RAW DATA -
______________________________

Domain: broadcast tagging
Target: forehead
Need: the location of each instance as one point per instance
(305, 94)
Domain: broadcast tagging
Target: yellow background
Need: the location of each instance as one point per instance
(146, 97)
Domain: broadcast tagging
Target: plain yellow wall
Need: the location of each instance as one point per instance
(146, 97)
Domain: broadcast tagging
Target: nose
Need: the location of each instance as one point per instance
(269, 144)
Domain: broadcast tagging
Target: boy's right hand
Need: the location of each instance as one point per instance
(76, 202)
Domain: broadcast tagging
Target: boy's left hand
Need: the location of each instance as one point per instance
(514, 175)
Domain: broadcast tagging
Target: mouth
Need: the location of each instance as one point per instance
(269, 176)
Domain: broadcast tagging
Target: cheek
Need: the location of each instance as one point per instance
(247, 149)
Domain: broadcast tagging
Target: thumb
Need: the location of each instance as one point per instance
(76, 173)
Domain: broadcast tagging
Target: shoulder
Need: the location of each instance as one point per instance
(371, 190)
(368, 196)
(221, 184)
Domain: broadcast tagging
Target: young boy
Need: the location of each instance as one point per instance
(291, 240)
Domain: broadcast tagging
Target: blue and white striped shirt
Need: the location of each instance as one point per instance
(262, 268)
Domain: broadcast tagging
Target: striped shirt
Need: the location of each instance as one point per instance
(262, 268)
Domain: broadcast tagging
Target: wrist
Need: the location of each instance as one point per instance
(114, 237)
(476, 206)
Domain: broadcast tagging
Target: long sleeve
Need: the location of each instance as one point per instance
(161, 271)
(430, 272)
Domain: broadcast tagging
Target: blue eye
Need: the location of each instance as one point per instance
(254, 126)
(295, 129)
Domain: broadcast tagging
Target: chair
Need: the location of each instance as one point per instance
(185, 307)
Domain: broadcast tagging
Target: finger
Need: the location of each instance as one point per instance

______________________________

INSTRUCTIONS TO FOLLOW - Quote the material exactly, leaving nothing out.

RESULT OF THE TASK -
Domain: broadcast tagging
Target: forehead
Need: the location of each instance as one point per instance
(305, 94)
Domain: broadcast tagging
Target: yellow background
Need: the location of each instance as one point per instance
(146, 97)
Domain: broadcast tagging
Target: plain yellow wall
Need: the location of each instance as one point per instance
(146, 97)
Domain: broadcast tagging
Target: nose
Need: the location of each instance as one point per instance
(269, 144)
Domain: broadcast tagging
Target: boy's right hand
Need: the location of each instance as one point per instance
(76, 202)
Domain: broadcast tagging
Target: boy's left hand
Need: the location of each instance as one point per instance
(514, 175)
Domain: broadcast tagging
Target: mouth
Need: the location of each instance as one point per instance
(269, 176)
Domain: broadcast tagging
Target: cheek
Need: the location of each instance as one point per instance
(247, 149)
Domain: broadcast tagging
Target: thumb
Need: the location of each instance as one point per instance
(76, 173)
Domain: broadcast tagging
Target: shoulder
Need: the location of each instance as one point per instance
(371, 190)
(368, 196)
(221, 184)
Domain: broadcast tagging
Target: young boy
Need: the location of each instance as one point per instance
(291, 240)
Domain: broadcast tagging
Target: blue and white striped shirt
Need: the location of each instance as one point per instance
(262, 268)
Domain: broadcast tagging
Target: striped shirt
Need: the location of each instance as one point per instance
(262, 268)
Domain: broadcast tagging
Target: wrist
Need: the location of each instance as one point per instance
(114, 237)
(476, 206)
Domain: broadcast tagging
Target: long sleeve
Need: the location of each instance as one point per instance
(161, 271)
(430, 272)
Domain: broadcast tagging
Target: blue eye
Need: the location of each instance as one point per instance
(254, 126)
(295, 129)
Domain: broadcast tagging
Target: chair
Need: the location of each instance as one point per instance
(185, 307)
Domain: broadcast tagging
Target: finger
Need: the location of each instance as one point per instance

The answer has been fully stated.